● LIJST MET OPDRACHTEN
a: Schrijf uit de tekst over de uitspraak van het hof het stuk van "In deze zaak" tot "de veroordeling aangevochten." letterlijk over.
b: Zet de tekst over de uitspraak van het hof voort na de laatste zin.
---------- TEKSTFRAGMENT ----------
In deze zaak heeft het gerechtshof 's-Hertogenbosch op 28 april 2023 uitspraak gedaan in hoger beroep tegen een vonnis van de politierechter in de rechtbank Zeeland-West-Brabant. De verdachte is beschuldigd van diefstal van een telefoon, gepleegd op 4 september 2021. De politierechter had de verdachte eerder veroordeeld tot een taakstraf van 20 uren, subsidiair 10 dagen hechtenis, en had een vordering van de benadeelde partij toegewezen tot € 350,00. De verdachte heeft in hoger beroep de veroordeling aangevochten.
Het hof heeft het vonnis van de politierechter in grote lijnen bevestigd, maar heeft de opgelegde straf herzien. Het hof heeft vastgesteld dat de verdachte zich schuldig heeft gemaakt aan diefstal, wat het eigendomsrecht van het slachtoffer heeft geschonden. Na afweging van de omstandigheden, waaronder de ernst van het feit en het justitieel verleden van de verdachte, heeft het hof besloten een geldboete van € 200,00 op te leggen, voorwaardelijk met een proeftijd van 2 jaren. Dit besluit is genomen met inachtneming van de LOVS-oriëntatiepunten voor straftoemeting en de financiële draagkracht van de verdachte.
---------- TE ONDERZOEKEN GEGEVENS ----------
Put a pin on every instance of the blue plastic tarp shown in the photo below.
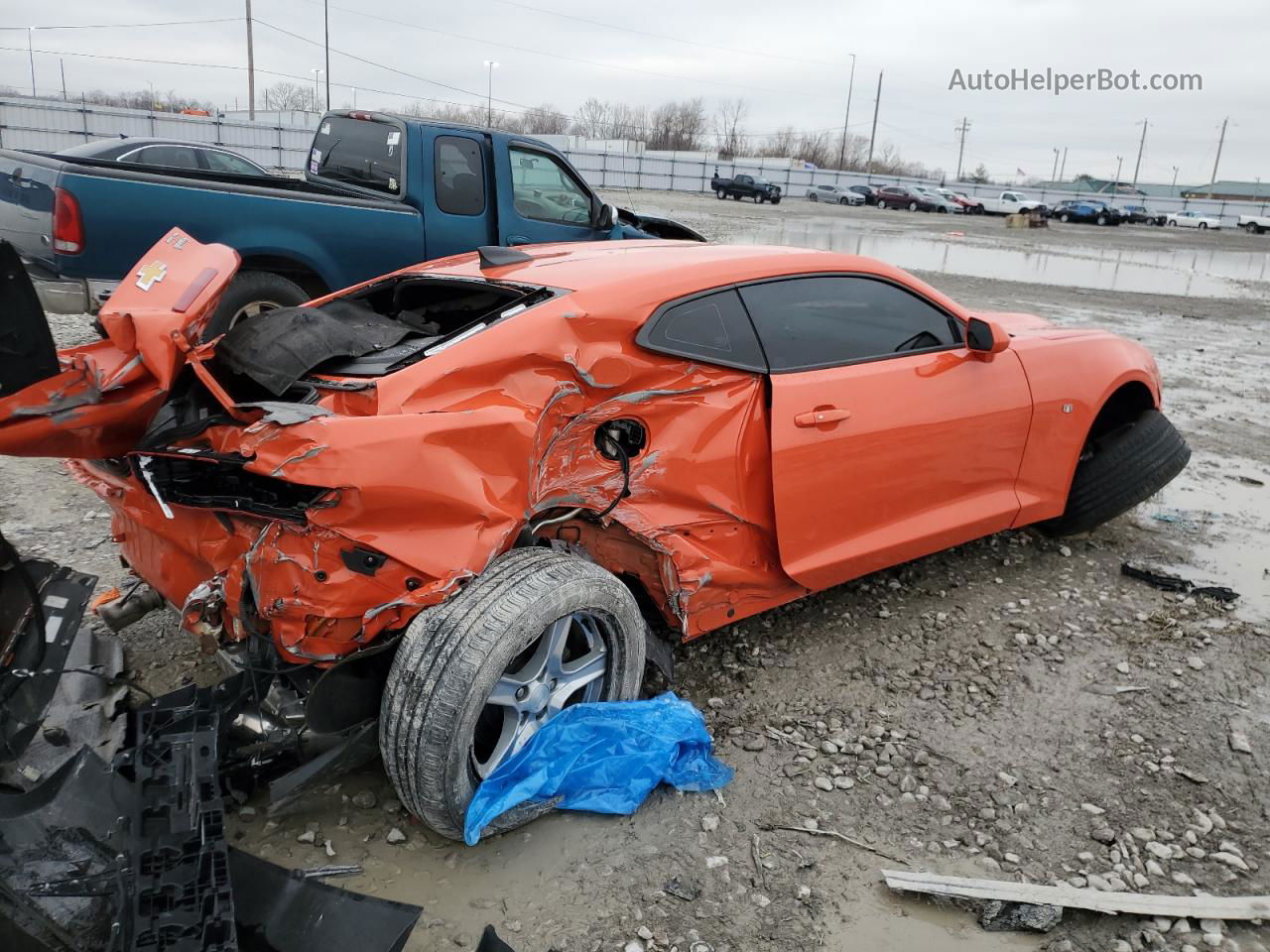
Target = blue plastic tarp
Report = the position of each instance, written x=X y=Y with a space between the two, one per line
x=603 y=757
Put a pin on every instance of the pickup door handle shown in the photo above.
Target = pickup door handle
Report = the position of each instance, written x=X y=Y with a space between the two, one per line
x=816 y=417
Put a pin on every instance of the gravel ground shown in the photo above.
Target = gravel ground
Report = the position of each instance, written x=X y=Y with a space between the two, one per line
x=959 y=714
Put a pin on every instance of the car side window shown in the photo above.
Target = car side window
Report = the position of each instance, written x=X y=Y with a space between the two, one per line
x=172 y=157
x=708 y=327
x=458 y=176
x=544 y=189
x=223 y=162
x=824 y=321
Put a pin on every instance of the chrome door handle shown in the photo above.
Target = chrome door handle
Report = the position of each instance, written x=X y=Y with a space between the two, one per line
x=815 y=417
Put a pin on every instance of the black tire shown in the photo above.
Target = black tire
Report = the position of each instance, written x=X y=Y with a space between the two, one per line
x=1120 y=470
x=452 y=655
x=253 y=290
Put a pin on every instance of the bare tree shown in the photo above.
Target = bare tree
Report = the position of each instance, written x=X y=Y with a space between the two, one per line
x=290 y=96
x=729 y=132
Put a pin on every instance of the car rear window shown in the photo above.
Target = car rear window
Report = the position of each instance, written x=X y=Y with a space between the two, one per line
x=362 y=153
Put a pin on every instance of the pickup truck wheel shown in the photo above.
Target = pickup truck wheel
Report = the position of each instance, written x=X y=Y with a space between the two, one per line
x=249 y=295
x=475 y=676
x=1118 y=471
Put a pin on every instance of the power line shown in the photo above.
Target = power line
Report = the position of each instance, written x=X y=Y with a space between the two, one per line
x=665 y=36
x=370 y=89
x=486 y=42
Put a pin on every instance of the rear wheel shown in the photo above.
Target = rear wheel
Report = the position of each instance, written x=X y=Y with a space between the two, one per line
x=1119 y=470
x=477 y=675
x=249 y=295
----------
● ANTWOORDEN PER OPDRACHT
a:
In deze zaak heeft het gerechtshof 's-Hertogenbosch op 28 april 2023 uitspraak gedaan in hoger beroep tegen een vonnis van de politierechter in de rechtbank Zeeland-West-Brabant. De verdachte is beschuldigd van diefstal van een telefoon, gepleegd op 4 september 2021. De politierechter had de verdachte eerder veroordeeld tot een taakstraf van 20 uren, subsidiair 10 dagen hechtenis, en had een vordering van de benadeelde partij toegewezen tot € 350,00. De verdachte heeft in hoger beroep de veroordeling aangevochten.

b:
De beslissing van het hof is gegrond op verschillende artikelen van het Wetboek van Strafrecht, en het hof heeft de geldboete niet ten uitvoer gelegd, tenzij de verdachte zich voor het einde van de proeftijd opnieuw schuldig maakt aan een strafbaar feit. Het hof heeft de zaak op 28 april 2023 ter openbare terechtzitting uitgesproken, waarbij mr. S. Taalman als voorzitter fungeerde, bijgestaan door mr. J. Platschorre en mr. E.E. van der Bijl als raadsheren.